Copy the material below line for line, leaving every word and number unchanged.

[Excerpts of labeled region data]

==========

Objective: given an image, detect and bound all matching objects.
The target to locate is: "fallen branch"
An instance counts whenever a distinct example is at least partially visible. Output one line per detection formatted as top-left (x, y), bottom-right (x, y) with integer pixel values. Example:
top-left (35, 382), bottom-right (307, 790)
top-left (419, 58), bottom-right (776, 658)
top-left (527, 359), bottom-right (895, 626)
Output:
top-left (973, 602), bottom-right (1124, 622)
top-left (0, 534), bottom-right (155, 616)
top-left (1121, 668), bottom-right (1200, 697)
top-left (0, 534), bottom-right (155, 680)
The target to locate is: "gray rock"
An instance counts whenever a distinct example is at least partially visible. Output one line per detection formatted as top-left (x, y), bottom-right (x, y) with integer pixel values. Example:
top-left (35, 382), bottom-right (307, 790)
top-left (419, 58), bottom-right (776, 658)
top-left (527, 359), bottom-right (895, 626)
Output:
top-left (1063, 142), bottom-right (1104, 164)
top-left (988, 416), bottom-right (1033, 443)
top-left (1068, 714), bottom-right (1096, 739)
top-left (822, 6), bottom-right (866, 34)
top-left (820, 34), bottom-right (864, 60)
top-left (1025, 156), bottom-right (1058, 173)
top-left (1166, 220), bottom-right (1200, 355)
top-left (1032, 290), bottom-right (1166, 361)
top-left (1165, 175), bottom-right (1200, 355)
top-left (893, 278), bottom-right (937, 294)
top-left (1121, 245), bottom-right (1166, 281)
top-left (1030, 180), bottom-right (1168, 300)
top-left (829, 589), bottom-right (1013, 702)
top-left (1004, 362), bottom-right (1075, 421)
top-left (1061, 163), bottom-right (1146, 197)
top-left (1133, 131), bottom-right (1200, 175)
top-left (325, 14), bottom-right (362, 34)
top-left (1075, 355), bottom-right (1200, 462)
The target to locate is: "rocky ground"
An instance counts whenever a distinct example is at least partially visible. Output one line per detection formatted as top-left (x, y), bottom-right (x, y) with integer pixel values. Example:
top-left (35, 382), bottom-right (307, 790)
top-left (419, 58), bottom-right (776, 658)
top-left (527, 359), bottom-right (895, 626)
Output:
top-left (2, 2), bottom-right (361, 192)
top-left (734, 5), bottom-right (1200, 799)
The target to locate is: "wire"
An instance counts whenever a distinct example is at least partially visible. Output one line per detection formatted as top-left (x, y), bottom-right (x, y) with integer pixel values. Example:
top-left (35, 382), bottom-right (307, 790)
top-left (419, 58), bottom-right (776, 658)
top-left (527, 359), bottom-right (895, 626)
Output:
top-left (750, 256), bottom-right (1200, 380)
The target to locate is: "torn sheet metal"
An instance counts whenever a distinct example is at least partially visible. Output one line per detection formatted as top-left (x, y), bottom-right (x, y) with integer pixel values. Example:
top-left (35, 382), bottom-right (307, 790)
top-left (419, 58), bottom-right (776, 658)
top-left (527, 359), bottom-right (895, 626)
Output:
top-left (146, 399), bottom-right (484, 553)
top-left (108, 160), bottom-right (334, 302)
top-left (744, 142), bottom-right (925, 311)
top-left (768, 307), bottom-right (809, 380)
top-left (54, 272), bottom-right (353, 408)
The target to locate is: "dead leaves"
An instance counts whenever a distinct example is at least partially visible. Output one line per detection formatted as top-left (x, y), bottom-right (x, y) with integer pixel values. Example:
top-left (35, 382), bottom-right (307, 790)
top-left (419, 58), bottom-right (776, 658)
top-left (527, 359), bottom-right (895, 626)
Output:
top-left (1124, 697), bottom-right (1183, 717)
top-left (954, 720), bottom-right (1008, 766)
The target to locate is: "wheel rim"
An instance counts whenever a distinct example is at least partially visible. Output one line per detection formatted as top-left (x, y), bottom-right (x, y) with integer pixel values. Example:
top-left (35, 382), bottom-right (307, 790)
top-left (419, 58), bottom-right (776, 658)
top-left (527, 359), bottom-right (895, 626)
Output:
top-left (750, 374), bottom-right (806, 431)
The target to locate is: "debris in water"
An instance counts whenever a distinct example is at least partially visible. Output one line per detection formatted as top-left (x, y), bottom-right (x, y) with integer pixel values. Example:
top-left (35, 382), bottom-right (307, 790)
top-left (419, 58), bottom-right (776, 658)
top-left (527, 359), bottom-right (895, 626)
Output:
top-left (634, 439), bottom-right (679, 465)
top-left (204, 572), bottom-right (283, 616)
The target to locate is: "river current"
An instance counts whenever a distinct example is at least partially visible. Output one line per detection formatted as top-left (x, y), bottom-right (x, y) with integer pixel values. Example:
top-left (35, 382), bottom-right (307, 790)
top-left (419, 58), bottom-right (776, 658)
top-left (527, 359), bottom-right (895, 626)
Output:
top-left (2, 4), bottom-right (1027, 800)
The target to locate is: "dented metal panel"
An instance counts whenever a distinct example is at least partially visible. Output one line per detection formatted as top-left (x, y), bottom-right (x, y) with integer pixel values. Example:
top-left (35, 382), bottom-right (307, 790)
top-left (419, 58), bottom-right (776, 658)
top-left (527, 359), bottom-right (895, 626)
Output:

==========

▸ SOLUTION TO THIS TASK
Objective: given an image, detect and bound all matching objects.
The target to locate is: "fallen branch"
An instance counts whenever a distinct example is at least partially visible. Output one line per detection formatted as top-left (x, y), bottom-right (x, y) with integer pixel values. Example:
top-left (35, 382), bottom-right (307, 790)
top-left (419, 58), bottom-right (776, 658)
top-left (527, 359), bottom-right (895, 626)
Output:
top-left (973, 602), bottom-right (1124, 622)
top-left (0, 534), bottom-right (155, 616)
top-left (1121, 668), bottom-right (1200, 697)
top-left (0, 534), bottom-right (155, 680)
The target to locate is: "gray rock"
An instance counts whenever a distinct example is at least partially visible. Output one line per detection formatted as top-left (x, y), bottom-right (x, y) with integer pixel values. Example:
top-left (35, 382), bottom-right (307, 790)
top-left (419, 58), bottom-right (776, 658)
top-left (527, 359), bottom-right (895, 626)
Output:
top-left (1063, 142), bottom-right (1104, 164)
top-left (988, 416), bottom-right (1033, 443)
top-left (1068, 714), bottom-right (1096, 739)
top-left (822, 6), bottom-right (866, 34)
top-left (820, 34), bottom-right (864, 60)
top-left (1025, 156), bottom-right (1058, 173)
top-left (1166, 220), bottom-right (1200, 355)
top-left (1032, 290), bottom-right (1166, 361)
top-left (1165, 175), bottom-right (1200, 355)
top-left (893, 278), bottom-right (937, 294)
top-left (1121, 245), bottom-right (1166, 281)
top-left (1030, 180), bottom-right (1168, 300)
top-left (829, 589), bottom-right (1013, 702)
top-left (1004, 362), bottom-right (1075, 421)
top-left (1061, 163), bottom-right (1146, 197)
top-left (1133, 131), bottom-right (1200, 175)
top-left (325, 14), bottom-right (362, 34)
top-left (1075, 355), bottom-right (1200, 462)
The target to locate is: "rocky ground"
An instance counts whenever a distinct example is at least partially visible. Output one line per detection formatted as top-left (x, y), bottom-right (x, y) with integer pixel values. Example:
top-left (35, 382), bottom-right (307, 790)
top-left (419, 58), bottom-right (776, 658)
top-left (527, 359), bottom-right (895, 626)
Output:
top-left (2, 2), bottom-right (361, 192)
top-left (734, 5), bottom-right (1200, 799)
The target to locate is: "wire"
An instance counts whenever a distinct example is at least partially visible. Output one line per detection formatted as top-left (x, y), bottom-right (x, y) with integer pixel values. Example:
top-left (35, 382), bottom-right (307, 790)
top-left (419, 58), bottom-right (776, 658)
top-left (527, 359), bottom-right (895, 626)
Output:
top-left (750, 256), bottom-right (1200, 380)
The target to locate is: "torn sheet metal"
An instance counts whenever a distinct example is at least partially visible. Output one line per detection formatted as top-left (x, y), bottom-right (x, y) with integer pixel values. Example:
top-left (35, 382), bottom-right (307, 790)
top-left (419, 58), bottom-right (776, 658)
top-left (527, 359), bottom-right (895, 626)
Output:
top-left (146, 399), bottom-right (484, 553)
top-left (108, 160), bottom-right (334, 302)
top-left (744, 142), bottom-right (925, 311)
top-left (768, 307), bottom-right (809, 380)
top-left (54, 272), bottom-right (353, 408)
The target to locate is: "dead leaves"
An instance counts whenever a distinct example is at least partially visible. Output one line per detection formatted as top-left (x, y), bottom-right (x, y) with integer pixel values. Example:
top-left (35, 382), bottom-right (307, 790)
top-left (419, 58), bottom-right (776, 658)
top-left (527, 359), bottom-right (895, 626)
Output:
top-left (1124, 697), bottom-right (1183, 717)
top-left (954, 720), bottom-right (1008, 766)
The target to locate is: "wheel rim"
An instance counts whenever a distinct example is at least partially visible. Output one line per detection formatted as top-left (x, y), bottom-right (x, y) with integer pixel values. Example:
top-left (35, 382), bottom-right (307, 790)
top-left (419, 58), bottom-right (776, 658)
top-left (527, 359), bottom-right (895, 626)
Output:
top-left (750, 374), bottom-right (806, 431)
The target to locate is: "debris in water"
An instance counts whenever a distinct example is at least partially visible. Output one line per detection formatted as top-left (x, y), bottom-right (x, y) with integer pixel values. Example:
top-left (35, 382), bottom-right (307, 790)
top-left (419, 58), bottom-right (776, 658)
top-left (527, 359), bottom-right (895, 626)
Output:
top-left (634, 439), bottom-right (679, 465)
top-left (204, 572), bottom-right (283, 616)
The target to locate is: "river current"
An instance counts whenever a distinct example is at least partially visible. Output one line per detection formatted as top-left (x, y), bottom-right (x, y) with integer pixel values. Example:
top-left (35, 382), bottom-right (307, 790)
top-left (419, 58), bottom-right (776, 658)
top-left (527, 359), bottom-right (895, 626)
Output:
top-left (2, 4), bottom-right (1027, 800)
The target to locate is: "dented metal panel"
An instance counts whenever a distinct example is at least partially visible. Output one line per detection formatted as top-left (x, y), bottom-right (x, y) with integer pixel values. Example:
top-left (35, 382), bottom-right (307, 790)
top-left (419, 58), bottom-right (776, 658)
top-left (527, 359), bottom-right (895, 626)
Output:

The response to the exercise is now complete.